Text-to-region grounding data
==============================

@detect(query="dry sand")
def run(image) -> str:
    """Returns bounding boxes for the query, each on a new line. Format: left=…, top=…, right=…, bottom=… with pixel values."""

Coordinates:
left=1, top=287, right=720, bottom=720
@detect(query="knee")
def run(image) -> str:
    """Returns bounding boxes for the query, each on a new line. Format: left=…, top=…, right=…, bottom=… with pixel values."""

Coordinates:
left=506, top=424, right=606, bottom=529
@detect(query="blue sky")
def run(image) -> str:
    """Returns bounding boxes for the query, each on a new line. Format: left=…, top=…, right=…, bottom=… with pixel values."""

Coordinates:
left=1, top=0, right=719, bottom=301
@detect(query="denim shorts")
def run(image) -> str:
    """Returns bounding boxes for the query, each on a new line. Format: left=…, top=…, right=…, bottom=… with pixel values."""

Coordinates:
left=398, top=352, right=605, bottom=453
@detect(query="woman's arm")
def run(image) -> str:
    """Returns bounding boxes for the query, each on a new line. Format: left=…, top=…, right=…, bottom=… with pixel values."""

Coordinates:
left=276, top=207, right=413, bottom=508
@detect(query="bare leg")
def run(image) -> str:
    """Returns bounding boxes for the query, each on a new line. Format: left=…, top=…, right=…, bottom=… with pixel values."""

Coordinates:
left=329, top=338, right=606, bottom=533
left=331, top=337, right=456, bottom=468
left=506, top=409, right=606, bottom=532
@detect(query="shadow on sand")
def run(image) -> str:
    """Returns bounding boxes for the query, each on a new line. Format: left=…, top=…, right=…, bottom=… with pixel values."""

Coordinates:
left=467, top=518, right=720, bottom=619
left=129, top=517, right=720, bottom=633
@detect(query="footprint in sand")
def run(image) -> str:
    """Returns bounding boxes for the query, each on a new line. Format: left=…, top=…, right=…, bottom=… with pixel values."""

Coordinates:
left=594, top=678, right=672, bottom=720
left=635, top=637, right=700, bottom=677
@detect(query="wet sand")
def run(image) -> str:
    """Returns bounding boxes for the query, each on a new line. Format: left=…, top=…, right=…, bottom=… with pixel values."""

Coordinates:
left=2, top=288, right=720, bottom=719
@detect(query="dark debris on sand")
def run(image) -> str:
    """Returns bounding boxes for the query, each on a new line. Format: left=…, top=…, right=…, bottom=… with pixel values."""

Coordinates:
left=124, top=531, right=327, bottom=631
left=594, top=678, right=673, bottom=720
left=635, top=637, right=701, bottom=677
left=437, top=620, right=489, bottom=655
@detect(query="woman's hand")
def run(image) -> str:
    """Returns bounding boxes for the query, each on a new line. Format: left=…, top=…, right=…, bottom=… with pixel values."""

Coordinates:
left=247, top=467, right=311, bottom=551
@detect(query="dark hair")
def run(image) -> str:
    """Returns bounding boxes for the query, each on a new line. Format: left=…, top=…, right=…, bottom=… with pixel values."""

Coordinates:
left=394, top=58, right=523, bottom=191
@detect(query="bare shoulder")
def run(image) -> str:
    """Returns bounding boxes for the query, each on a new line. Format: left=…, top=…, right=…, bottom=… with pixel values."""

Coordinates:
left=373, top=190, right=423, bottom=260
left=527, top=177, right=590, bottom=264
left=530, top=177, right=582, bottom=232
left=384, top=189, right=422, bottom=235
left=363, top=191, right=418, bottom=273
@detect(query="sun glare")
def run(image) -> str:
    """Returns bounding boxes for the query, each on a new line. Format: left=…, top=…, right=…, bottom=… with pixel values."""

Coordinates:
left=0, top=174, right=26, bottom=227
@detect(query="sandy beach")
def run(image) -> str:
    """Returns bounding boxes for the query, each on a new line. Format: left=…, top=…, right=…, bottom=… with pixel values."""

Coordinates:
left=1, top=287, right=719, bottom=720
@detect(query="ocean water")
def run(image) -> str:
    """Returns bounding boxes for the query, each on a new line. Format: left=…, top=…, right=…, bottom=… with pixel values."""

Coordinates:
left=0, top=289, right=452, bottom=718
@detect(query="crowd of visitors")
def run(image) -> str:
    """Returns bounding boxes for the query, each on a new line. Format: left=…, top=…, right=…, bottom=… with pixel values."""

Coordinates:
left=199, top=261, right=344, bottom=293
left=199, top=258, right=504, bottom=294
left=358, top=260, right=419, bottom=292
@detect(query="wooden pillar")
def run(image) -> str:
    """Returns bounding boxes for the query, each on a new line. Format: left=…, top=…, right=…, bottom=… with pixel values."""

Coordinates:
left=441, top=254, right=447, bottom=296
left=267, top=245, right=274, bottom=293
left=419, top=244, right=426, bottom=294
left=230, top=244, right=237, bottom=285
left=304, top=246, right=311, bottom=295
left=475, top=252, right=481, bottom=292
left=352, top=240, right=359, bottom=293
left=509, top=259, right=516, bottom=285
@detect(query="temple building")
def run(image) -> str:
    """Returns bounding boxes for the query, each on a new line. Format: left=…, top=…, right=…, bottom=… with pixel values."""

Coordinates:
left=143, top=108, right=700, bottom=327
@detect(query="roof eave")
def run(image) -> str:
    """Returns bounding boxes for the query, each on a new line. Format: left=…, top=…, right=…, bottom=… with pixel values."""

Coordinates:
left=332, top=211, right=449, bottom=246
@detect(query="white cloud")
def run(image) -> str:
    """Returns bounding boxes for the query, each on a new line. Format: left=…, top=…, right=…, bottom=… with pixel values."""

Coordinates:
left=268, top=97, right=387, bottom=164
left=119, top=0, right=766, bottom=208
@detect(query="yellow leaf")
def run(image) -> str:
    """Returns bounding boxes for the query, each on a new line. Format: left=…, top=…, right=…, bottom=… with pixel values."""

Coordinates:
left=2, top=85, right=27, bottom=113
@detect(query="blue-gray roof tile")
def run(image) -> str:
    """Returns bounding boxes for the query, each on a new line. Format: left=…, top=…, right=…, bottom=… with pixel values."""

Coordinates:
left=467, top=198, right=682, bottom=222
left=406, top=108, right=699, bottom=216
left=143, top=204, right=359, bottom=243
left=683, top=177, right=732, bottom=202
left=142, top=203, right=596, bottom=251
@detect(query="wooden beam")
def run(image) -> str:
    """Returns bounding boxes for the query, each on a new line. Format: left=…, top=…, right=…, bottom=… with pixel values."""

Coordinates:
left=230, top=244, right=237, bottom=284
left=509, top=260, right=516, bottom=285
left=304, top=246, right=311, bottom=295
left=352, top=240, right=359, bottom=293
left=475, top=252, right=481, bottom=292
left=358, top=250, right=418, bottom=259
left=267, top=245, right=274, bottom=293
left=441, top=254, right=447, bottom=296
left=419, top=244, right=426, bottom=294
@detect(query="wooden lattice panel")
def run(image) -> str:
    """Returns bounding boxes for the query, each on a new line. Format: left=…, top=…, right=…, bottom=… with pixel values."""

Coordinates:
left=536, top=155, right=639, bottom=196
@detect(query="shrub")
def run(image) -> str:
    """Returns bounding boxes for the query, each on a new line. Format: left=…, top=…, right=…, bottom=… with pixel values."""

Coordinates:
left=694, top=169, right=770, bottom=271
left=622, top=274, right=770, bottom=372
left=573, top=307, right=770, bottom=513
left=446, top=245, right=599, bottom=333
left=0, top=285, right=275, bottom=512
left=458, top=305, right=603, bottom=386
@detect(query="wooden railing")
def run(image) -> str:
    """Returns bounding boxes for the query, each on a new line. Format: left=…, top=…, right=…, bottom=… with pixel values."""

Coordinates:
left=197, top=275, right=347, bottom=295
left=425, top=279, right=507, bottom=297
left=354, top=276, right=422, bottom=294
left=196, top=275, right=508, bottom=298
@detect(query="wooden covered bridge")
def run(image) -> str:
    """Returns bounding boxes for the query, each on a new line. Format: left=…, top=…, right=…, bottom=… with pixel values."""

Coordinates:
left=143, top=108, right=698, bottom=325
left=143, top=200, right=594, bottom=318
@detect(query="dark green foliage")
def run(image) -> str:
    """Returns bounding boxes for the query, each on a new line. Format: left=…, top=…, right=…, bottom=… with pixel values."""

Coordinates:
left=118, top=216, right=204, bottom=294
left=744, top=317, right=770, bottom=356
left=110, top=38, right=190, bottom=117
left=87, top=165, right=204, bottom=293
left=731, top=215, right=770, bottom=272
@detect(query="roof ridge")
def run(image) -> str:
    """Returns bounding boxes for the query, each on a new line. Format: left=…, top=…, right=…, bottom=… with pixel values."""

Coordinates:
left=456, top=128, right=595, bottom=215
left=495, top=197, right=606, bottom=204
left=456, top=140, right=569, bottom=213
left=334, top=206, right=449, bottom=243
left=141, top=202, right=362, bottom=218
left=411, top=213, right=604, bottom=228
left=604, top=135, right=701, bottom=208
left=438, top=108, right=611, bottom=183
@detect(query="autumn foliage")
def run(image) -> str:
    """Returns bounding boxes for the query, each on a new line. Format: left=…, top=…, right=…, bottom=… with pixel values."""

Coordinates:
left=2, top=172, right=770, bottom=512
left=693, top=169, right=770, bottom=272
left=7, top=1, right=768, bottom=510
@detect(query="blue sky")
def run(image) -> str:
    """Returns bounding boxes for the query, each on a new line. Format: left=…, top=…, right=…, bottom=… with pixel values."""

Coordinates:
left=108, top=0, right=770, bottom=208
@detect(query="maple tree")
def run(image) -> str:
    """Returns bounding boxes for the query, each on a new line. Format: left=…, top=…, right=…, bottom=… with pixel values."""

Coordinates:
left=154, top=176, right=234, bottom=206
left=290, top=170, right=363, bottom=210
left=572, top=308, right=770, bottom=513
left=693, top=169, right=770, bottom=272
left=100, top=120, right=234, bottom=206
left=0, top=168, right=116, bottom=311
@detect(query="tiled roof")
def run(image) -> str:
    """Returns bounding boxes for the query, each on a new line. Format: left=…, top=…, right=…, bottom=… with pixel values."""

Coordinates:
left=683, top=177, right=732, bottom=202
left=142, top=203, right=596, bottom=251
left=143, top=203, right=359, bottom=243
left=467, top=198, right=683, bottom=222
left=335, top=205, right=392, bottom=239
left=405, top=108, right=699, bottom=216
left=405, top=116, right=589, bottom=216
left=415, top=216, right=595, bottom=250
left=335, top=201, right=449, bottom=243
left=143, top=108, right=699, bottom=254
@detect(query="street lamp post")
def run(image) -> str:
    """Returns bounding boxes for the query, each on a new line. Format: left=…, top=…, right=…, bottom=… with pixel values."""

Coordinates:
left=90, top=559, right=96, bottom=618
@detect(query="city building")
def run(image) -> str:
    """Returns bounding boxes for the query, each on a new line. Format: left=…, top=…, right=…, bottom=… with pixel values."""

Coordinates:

==============================

- [Assigned task]: Find the word "bare" in the entries and show each line where it is found.

- [Reply to the task]:
@detect(query="bare leg")
@detect(query="bare shoulder")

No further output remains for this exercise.